*REQUIRED WORK*: How many lines in the rows below contain the word "blue"? Reply with the number alone.

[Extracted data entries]
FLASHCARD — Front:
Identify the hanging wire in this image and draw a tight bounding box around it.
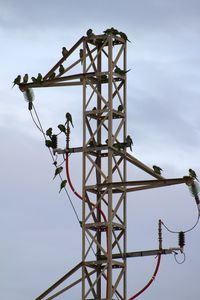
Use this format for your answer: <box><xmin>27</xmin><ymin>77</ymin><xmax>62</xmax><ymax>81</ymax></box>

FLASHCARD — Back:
<box><xmin>162</xmin><ymin>215</ymin><xmax>200</xmax><ymax>233</ymax></box>
<box><xmin>30</xmin><ymin>105</ymin><xmax>80</xmax><ymax>224</ymax></box>
<box><xmin>174</xmin><ymin>252</ymin><xmax>186</xmax><ymax>265</ymax></box>
<box><xmin>162</xmin><ymin>181</ymin><xmax>200</xmax><ymax>233</ymax></box>
<box><xmin>30</xmin><ymin>105</ymin><xmax>96</xmax><ymax>256</ymax></box>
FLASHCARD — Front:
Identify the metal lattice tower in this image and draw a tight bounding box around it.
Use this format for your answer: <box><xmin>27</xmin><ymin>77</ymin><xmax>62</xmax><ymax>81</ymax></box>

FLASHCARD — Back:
<box><xmin>19</xmin><ymin>34</ymin><xmax>196</xmax><ymax>300</ymax></box>
<box><xmin>82</xmin><ymin>35</ymin><xmax>126</xmax><ymax>299</ymax></box>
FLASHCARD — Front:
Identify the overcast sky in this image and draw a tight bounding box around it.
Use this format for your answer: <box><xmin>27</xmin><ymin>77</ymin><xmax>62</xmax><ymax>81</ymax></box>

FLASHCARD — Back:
<box><xmin>0</xmin><ymin>0</ymin><xmax>200</xmax><ymax>300</ymax></box>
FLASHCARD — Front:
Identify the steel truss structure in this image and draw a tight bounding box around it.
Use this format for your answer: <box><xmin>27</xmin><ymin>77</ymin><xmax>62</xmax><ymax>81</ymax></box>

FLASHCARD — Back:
<box><xmin>20</xmin><ymin>34</ymin><xmax>195</xmax><ymax>300</ymax></box>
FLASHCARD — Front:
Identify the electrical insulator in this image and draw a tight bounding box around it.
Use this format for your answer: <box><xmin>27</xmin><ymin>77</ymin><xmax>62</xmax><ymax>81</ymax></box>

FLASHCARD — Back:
<box><xmin>158</xmin><ymin>220</ymin><xmax>162</xmax><ymax>249</ymax></box>
<box><xmin>51</xmin><ymin>134</ymin><xmax>58</xmax><ymax>149</ymax></box>
<box><xmin>23</xmin><ymin>88</ymin><xmax>34</xmax><ymax>110</ymax></box>
<box><xmin>66</xmin><ymin>123</ymin><xmax>70</xmax><ymax>149</ymax></box>
<box><xmin>178</xmin><ymin>231</ymin><xmax>185</xmax><ymax>248</ymax></box>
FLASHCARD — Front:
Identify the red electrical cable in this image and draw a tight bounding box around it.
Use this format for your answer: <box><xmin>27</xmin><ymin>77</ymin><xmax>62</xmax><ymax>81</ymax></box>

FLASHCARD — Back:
<box><xmin>128</xmin><ymin>254</ymin><xmax>161</xmax><ymax>300</ymax></box>
<box><xmin>66</xmin><ymin>152</ymin><xmax>108</xmax><ymax>296</ymax></box>
<box><xmin>66</xmin><ymin>152</ymin><xmax>161</xmax><ymax>300</ymax></box>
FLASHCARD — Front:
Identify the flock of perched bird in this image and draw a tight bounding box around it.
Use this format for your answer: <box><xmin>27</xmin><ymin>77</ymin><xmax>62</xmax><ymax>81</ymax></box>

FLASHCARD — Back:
<box><xmin>13</xmin><ymin>27</ymin><xmax>130</xmax><ymax>87</ymax></box>
<box><xmin>13</xmin><ymin>27</ymin><xmax>198</xmax><ymax>189</ymax></box>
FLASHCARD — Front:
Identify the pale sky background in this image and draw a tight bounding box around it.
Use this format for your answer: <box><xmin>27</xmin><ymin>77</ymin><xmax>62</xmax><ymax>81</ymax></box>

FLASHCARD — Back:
<box><xmin>0</xmin><ymin>0</ymin><xmax>200</xmax><ymax>300</ymax></box>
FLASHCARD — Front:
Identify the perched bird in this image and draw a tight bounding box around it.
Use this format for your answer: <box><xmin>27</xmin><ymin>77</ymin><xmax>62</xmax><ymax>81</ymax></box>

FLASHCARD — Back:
<box><xmin>58</xmin><ymin>124</ymin><xmax>66</xmax><ymax>132</ymax></box>
<box><xmin>113</xmin><ymin>140</ymin><xmax>125</xmax><ymax>151</ymax></box>
<box><xmin>23</xmin><ymin>74</ymin><xmax>28</xmax><ymax>83</ymax></box>
<box><xmin>188</xmin><ymin>169</ymin><xmax>199</xmax><ymax>181</ymax></box>
<box><xmin>101</xmin><ymin>74</ymin><xmax>108</xmax><ymax>80</ymax></box>
<box><xmin>31</xmin><ymin>77</ymin><xmax>37</xmax><ymax>83</ymax></box>
<box><xmin>49</xmin><ymin>72</ymin><xmax>56</xmax><ymax>80</ymax></box>
<box><xmin>114</xmin><ymin>66</ymin><xmax>131</xmax><ymax>76</ymax></box>
<box><xmin>86</xmin><ymin>28</ymin><xmax>96</xmax><ymax>42</ymax></box>
<box><xmin>86</xmin><ymin>29</ymin><xmax>94</xmax><ymax>37</ymax></box>
<box><xmin>126</xmin><ymin>135</ymin><xmax>133</xmax><ymax>151</ymax></box>
<box><xmin>79</xmin><ymin>49</ymin><xmax>83</xmax><ymax>64</ymax></box>
<box><xmin>12</xmin><ymin>75</ymin><xmax>21</xmax><ymax>87</ymax></box>
<box><xmin>59</xmin><ymin>179</ymin><xmax>67</xmax><ymax>193</ymax></box>
<box><xmin>59</xmin><ymin>65</ymin><xmax>65</xmax><ymax>75</ymax></box>
<box><xmin>65</xmin><ymin>112</ymin><xmax>74</xmax><ymax>127</ymax></box>
<box><xmin>36</xmin><ymin>73</ymin><xmax>42</xmax><ymax>83</ymax></box>
<box><xmin>104</xmin><ymin>27</ymin><xmax>119</xmax><ymax>35</ymax></box>
<box><xmin>88</xmin><ymin>140</ymin><xmax>94</xmax><ymax>147</ymax></box>
<box><xmin>45</xmin><ymin>140</ymin><xmax>52</xmax><ymax>148</ymax></box>
<box><xmin>152</xmin><ymin>165</ymin><xmax>162</xmax><ymax>175</ymax></box>
<box><xmin>118</xmin><ymin>31</ymin><xmax>131</xmax><ymax>43</ymax></box>
<box><xmin>62</xmin><ymin>47</ymin><xmax>69</xmax><ymax>56</ymax></box>
<box><xmin>117</xmin><ymin>104</ymin><xmax>124</xmax><ymax>112</ymax></box>
<box><xmin>46</xmin><ymin>127</ymin><xmax>52</xmax><ymax>137</ymax></box>
<box><xmin>53</xmin><ymin>167</ymin><xmax>63</xmax><ymax>179</ymax></box>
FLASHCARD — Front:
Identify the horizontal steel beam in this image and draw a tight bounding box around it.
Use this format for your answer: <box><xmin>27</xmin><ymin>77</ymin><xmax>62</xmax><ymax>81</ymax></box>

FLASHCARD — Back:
<box><xmin>99</xmin><ymin>248</ymin><xmax>182</xmax><ymax>260</ymax></box>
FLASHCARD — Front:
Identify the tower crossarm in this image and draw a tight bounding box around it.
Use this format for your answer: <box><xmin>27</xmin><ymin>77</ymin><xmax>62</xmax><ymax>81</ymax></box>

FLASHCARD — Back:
<box><xmin>86</xmin><ymin>176</ymin><xmax>193</xmax><ymax>192</ymax></box>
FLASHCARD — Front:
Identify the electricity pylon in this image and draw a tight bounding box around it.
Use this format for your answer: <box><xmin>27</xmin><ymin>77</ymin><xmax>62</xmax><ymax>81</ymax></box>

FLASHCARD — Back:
<box><xmin>20</xmin><ymin>34</ymin><xmax>196</xmax><ymax>300</ymax></box>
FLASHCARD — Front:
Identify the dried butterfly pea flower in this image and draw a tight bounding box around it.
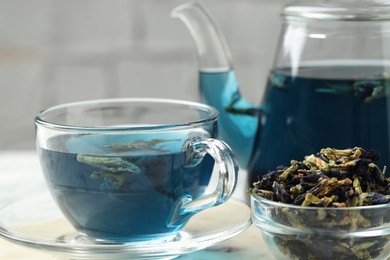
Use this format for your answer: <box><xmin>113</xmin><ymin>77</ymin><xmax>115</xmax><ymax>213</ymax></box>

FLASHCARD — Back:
<box><xmin>250</xmin><ymin>147</ymin><xmax>390</xmax><ymax>259</ymax></box>
<box><xmin>250</xmin><ymin>147</ymin><xmax>390</xmax><ymax>207</ymax></box>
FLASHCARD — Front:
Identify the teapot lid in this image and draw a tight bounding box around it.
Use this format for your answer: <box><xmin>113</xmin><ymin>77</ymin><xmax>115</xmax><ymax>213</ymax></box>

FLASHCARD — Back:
<box><xmin>282</xmin><ymin>0</ymin><xmax>390</xmax><ymax>21</ymax></box>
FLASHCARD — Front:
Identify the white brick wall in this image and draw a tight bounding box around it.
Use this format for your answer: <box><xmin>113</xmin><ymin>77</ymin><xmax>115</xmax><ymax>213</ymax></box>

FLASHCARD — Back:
<box><xmin>0</xmin><ymin>0</ymin><xmax>282</xmax><ymax>149</ymax></box>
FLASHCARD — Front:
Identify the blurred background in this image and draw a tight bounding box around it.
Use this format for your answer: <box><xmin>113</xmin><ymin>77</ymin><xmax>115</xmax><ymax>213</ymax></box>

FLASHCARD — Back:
<box><xmin>0</xmin><ymin>0</ymin><xmax>283</xmax><ymax>151</ymax></box>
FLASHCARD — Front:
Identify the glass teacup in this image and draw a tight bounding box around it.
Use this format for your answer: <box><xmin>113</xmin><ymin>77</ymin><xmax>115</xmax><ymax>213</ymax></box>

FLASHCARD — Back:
<box><xmin>35</xmin><ymin>98</ymin><xmax>238</xmax><ymax>243</ymax></box>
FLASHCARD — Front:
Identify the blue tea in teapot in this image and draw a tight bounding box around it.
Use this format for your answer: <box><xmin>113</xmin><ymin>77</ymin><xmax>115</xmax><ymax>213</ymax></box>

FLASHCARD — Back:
<box><xmin>172</xmin><ymin>0</ymin><xmax>390</xmax><ymax>182</ymax></box>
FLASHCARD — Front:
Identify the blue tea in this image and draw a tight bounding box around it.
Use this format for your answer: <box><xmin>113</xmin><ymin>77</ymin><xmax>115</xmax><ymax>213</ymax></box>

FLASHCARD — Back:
<box><xmin>249</xmin><ymin>66</ymin><xmax>390</xmax><ymax>181</ymax></box>
<box><xmin>200</xmin><ymin>64</ymin><xmax>390</xmax><ymax>184</ymax></box>
<box><xmin>38</xmin><ymin>135</ymin><xmax>214</xmax><ymax>241</ymax></box>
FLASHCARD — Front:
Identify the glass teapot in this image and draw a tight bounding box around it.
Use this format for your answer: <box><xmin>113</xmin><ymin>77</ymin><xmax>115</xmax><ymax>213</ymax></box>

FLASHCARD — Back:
<box><xmin>172</xmin><ymin>0</ymin><xmax>390</xmax><ymax>182</ymax></box>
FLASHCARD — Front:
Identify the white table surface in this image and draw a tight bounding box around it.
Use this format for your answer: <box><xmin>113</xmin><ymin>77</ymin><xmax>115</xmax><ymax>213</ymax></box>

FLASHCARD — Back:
<box><xmin>0</xmin><ymin>151</ymin><xmax>274</xmax><ymax>260</ymax></box>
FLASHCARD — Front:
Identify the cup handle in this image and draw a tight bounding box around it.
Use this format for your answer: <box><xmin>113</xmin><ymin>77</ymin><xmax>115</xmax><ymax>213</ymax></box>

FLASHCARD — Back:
<box><xmin>170</xmin><ymin>138</ymin><xmax>239</xmax><ymax>226</ymax></box>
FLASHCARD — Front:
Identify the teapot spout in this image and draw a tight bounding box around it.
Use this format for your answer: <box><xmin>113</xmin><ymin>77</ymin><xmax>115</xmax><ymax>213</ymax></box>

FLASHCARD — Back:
<box><xmin>171</xmin><ymin>3</ymin><xmax>259</xmax><ymax>168</ymax></box>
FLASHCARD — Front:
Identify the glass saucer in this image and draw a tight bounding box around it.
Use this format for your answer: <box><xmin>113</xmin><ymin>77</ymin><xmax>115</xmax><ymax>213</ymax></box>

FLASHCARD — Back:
<box><xmin>0</xmin><ymin>193</ymin><xmax>252</xmax><ymax>259</ymax></box>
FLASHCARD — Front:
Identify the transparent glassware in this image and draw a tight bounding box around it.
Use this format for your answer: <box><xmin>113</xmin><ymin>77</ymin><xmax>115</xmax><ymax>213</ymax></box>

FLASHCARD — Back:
<box><xmin>173</xmin><ymin>0</ymin><xmax>390</xmax><ymax>182</ymax></box>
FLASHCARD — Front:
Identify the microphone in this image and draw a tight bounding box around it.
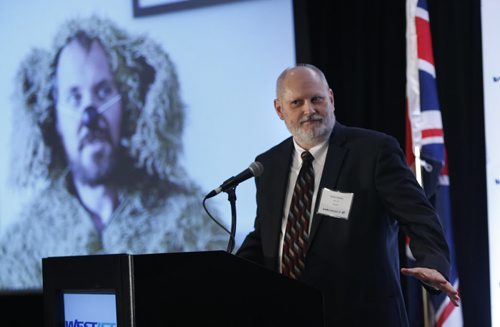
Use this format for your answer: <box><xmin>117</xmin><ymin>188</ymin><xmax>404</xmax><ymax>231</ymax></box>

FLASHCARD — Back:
<box><xmin>205</xmin><ymin>161</ymin><xmax>264</xmax><ymax>199</ymax></box>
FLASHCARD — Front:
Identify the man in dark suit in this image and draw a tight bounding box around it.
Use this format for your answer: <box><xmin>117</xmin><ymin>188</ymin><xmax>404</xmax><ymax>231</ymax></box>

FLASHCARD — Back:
<box><xmin>238</xmin><ymin>65</ymin><xmax>459</xmax><ymax>326</ymax></box>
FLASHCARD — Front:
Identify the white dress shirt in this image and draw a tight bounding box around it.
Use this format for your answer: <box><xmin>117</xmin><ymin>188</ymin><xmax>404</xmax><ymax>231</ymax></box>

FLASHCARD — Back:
<box><xmin>279</xmin><ymin>140</ymin><xmax>328</xmax><ymax>272</ymax></box>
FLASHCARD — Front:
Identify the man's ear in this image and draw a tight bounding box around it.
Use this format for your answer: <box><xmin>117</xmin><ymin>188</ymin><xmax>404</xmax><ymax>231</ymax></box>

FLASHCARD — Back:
<box><xmin>274</xmin><ymin>99</ymin><xmax>284</xmax><ymax>120</ymax></box>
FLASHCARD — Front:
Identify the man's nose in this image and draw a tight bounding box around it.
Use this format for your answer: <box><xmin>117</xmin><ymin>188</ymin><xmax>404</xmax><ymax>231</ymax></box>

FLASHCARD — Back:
<box><xmin>81</xmin><ymin>105</ymin><xmax>99</xmax><ymax>129</ymax></box>
<box><xmin>304</xmin><ymin>101</ymin><xmax>316</xmax><ymax>115</ymax></box>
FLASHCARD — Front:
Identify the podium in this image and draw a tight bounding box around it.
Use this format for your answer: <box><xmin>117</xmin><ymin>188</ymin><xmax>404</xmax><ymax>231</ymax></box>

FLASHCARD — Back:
<box><xmin>43</xmin><ymin>251</ymin><xmax>324</xmax><ymax>327</ymax></box>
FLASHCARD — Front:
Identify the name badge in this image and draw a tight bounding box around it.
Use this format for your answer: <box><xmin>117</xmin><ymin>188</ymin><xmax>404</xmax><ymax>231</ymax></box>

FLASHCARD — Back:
<box><xmin>318</xmin><ymin>188</ymin><xmax>354</xmax><ymax>220</ymax></box>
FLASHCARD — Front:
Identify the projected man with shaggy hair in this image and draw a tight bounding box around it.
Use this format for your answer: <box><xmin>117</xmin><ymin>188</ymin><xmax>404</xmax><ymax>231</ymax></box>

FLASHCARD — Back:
<box><xmin>0</xmin><ymin>17</ymin><xmax>226</xmax><ymax>288</ymax></box>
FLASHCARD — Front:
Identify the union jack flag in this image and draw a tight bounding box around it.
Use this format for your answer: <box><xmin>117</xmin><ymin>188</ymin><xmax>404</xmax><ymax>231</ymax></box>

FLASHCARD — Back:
<box><xmin>406</xmin><ymin>0</ymin><xmax>463</xmax><ymax>327</ymax></box>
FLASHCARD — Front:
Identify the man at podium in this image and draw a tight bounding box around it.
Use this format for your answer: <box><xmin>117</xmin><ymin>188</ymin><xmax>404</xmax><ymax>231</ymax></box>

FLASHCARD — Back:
<box><xmin>238</xmin><ymin>64</ymin><xmax>459</xmax><ymax>326</ymax></box>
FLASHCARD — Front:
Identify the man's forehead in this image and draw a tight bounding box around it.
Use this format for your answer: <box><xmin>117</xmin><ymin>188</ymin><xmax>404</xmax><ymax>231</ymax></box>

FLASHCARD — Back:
<box><xmin>283</xmin><ymin>67</ymin><xmax>328</xmax><ymax>96</ymax></box>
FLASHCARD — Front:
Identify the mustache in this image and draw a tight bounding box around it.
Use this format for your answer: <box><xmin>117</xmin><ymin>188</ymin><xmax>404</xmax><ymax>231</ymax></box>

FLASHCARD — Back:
<box><xmin>78</xmin><ymin>128</ymin><xmax>111</xmax><ymax>150</ymax></box>
<box><xmin>299</xmin><ymin>113</ymin><xmax>323</xmax><ymax>124</ymax></box>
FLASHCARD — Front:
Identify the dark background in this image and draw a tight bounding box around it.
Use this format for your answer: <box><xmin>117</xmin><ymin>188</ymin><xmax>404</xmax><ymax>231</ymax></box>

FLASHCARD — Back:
<box><xmin>294</xmin><ymin>0</ymin><xmax>491</xmax><ymax>326</ymax></box>
<box><xmin>0</xmin><ymin>0</ymin><xmax>491</xmax><ymax>326</ymax></box>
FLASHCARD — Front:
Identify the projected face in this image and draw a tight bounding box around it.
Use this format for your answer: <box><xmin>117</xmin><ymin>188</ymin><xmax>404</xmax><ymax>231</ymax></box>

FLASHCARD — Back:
<box><xmin>56</xmin><ymin>41</ymin><xmax>122</xmax><ymax>185</ymax></box>
<box><xmin>274</xmin><ymin>67</ymin><xmax>335</xmax><ymax>149</ymax></box>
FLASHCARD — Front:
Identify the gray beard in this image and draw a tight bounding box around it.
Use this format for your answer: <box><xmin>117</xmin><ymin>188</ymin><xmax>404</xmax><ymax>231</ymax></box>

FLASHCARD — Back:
<box><xmin>70</xmin><ymin>153</ymin><xmax>118</xmax><ymax>186</ymax></box>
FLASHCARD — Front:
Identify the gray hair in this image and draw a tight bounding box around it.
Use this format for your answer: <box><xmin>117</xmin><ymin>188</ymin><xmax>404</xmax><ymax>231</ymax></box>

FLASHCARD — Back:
<box><xmin>276</xmin><ymin>63</ymin><xmax>328</xmax><ymax>98</ymax></box>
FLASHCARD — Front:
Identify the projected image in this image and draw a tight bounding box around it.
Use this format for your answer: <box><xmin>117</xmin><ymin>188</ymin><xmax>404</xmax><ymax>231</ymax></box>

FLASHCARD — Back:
<box><xmin>0</xmin><ymin>16</ymin><xmax>227</xmax><ymax>288</ymax></box>
<box><xmin>0</xmin><ymin>0</ymin><xmax>295</xmax><ymax>293</ymax></box>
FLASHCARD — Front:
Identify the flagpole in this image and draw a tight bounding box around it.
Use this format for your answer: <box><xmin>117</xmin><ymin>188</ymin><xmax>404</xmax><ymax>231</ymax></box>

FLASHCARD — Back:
<box><xmin>413</xmin><ymin>145</ymin><xmax>430</xmax><ymax>327</ymax></box>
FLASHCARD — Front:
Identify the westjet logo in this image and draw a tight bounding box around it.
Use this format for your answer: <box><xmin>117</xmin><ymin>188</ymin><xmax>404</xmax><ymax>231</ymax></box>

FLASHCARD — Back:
<box><xmin>65</xmin><ymin>319</ymin><xmax>116</xmax><ymax>327</ymax></box>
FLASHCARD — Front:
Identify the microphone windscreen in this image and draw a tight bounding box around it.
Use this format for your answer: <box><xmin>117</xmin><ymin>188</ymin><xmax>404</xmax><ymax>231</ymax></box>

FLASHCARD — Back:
<box><xmin>248</xmin><ymin>161</ymin><xmax>264</xmax><ymax>177</ymax></box>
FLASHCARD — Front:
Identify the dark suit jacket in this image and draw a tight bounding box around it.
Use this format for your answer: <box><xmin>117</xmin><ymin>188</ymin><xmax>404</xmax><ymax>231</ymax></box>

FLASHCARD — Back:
<box><xmin>238</xmin><ymin>122</ymin><xmax>449</xmax><ymax>326</ymax></box>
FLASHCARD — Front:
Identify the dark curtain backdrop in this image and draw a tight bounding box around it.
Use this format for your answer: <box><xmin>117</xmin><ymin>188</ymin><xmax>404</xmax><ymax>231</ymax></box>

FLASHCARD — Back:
<box><xmin>294</xmin><ymin>0</ymin><xmax>491</xmax><ymax>326</ymax></box>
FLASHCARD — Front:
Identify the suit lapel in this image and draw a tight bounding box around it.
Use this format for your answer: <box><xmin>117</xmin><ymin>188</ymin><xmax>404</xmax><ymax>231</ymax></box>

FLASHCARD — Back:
<box><xmin>309</xmin><ymin>122</ymin><xmax>348</xmax><ymax>244</ymax></box>
<box><xmin>266</xmin><ymin>138</ymin><xmax>294</xmax><ymax>262</ymax></box>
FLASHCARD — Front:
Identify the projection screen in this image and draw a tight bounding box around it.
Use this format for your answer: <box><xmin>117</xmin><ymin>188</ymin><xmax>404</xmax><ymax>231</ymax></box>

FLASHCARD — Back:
<box><xmin>0</xmin><ymin>0</ymin><xmax>295</xmax><ymax>291</ymax></box>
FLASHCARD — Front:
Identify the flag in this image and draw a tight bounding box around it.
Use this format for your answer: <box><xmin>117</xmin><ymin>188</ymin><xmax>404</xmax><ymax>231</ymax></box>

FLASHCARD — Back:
<box><xmin>406</xmin><ymin>0</ymin><xmax>463</xmax><ymax>327</ymax></box>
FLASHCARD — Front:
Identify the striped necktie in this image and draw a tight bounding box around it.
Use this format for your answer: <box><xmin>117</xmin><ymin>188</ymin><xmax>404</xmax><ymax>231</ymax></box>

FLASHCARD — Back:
<box><xmin>281</xmin><ymin>151</ymin><xmax>314</xmax><ymax>279</ymax></box>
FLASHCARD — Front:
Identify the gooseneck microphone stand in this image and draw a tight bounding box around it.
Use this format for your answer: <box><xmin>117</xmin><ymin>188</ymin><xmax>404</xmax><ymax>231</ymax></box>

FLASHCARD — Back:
<box><xmin>225</xmin><ymin>187</ymin><xmax>236</xmax><ymax>253</ymax></box>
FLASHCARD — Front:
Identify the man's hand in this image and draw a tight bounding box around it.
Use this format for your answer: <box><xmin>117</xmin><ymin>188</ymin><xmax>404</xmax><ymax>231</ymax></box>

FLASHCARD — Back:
<box><xmin>401</xmin><ymin>267</ymin><xmax>460</xmax><ymax>307</ymax></box>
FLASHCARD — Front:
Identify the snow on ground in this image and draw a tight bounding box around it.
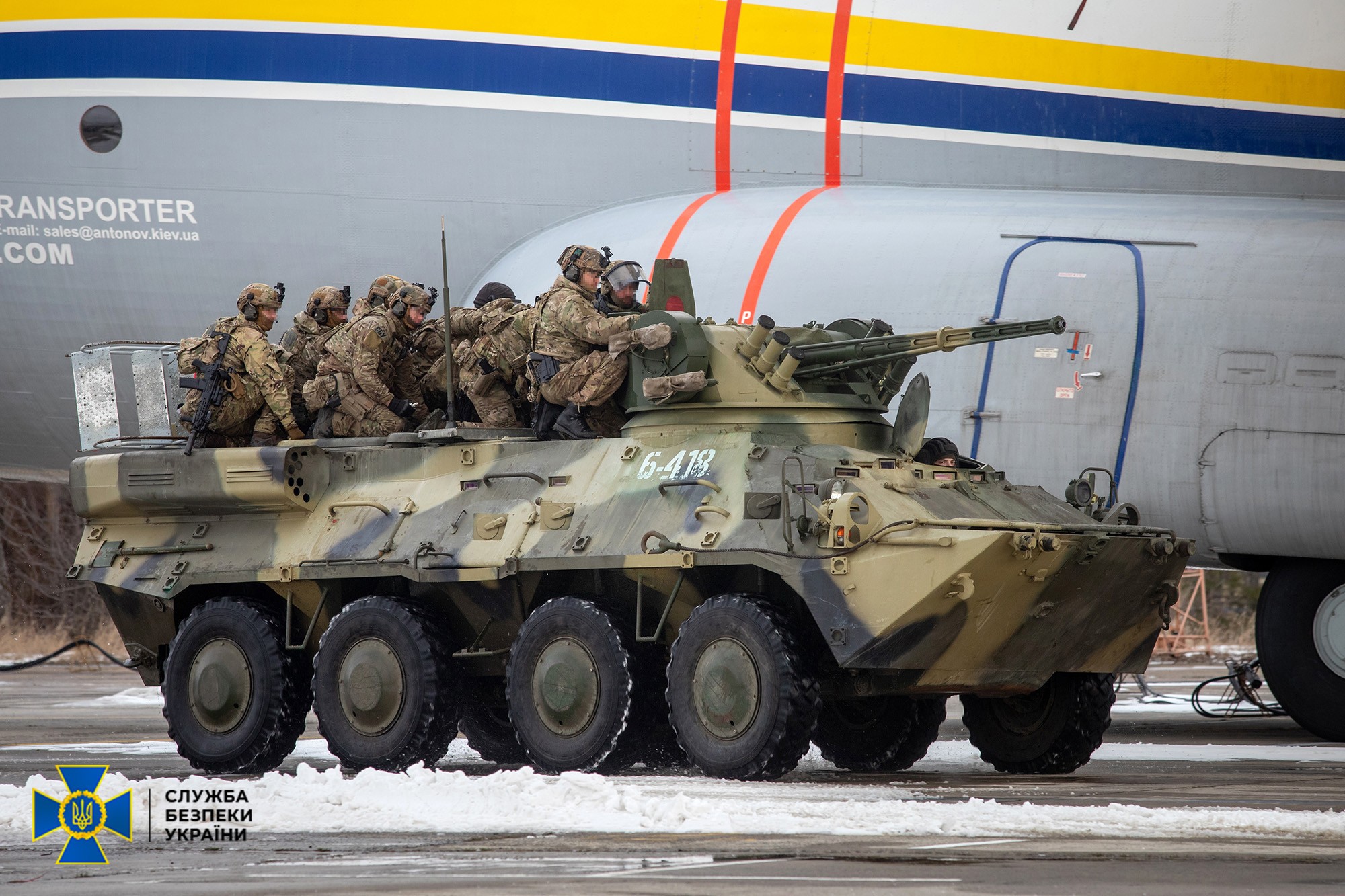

*ANSWER IN FULL*: 2